▶ **YOUR ASSIGNMENT**
The whole listing needs retyping exactly; keep the pictures out of it.

▶ **PROVIDED RECORDS**

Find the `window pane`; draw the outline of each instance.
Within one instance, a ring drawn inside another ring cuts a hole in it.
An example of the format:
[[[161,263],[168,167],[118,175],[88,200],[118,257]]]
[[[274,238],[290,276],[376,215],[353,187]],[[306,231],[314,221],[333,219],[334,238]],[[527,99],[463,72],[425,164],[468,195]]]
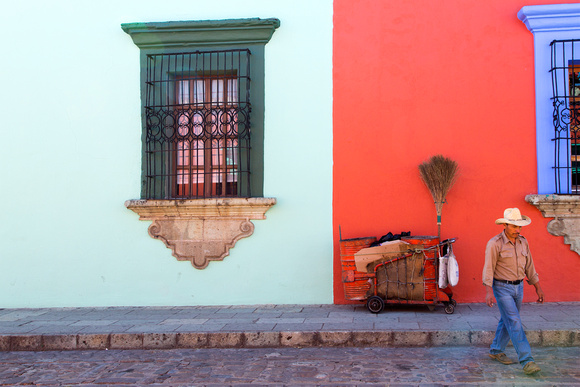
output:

▶ **RESPONSE BOX**
Find the `window pane`; draw the outline of each instance.
Within one instance, a ring drawn inside another ring cuts a hole in it.
An example of the format:
[[[161,263],[168,167],[118,175],[88,200],[118,257]]]
[[[274,238],[290,276],[376,215],[353,187]],[[306,231],[314,221],[333,219],[334,238]],[[527,99],[463,72],[425,164],[468,195]]]
output:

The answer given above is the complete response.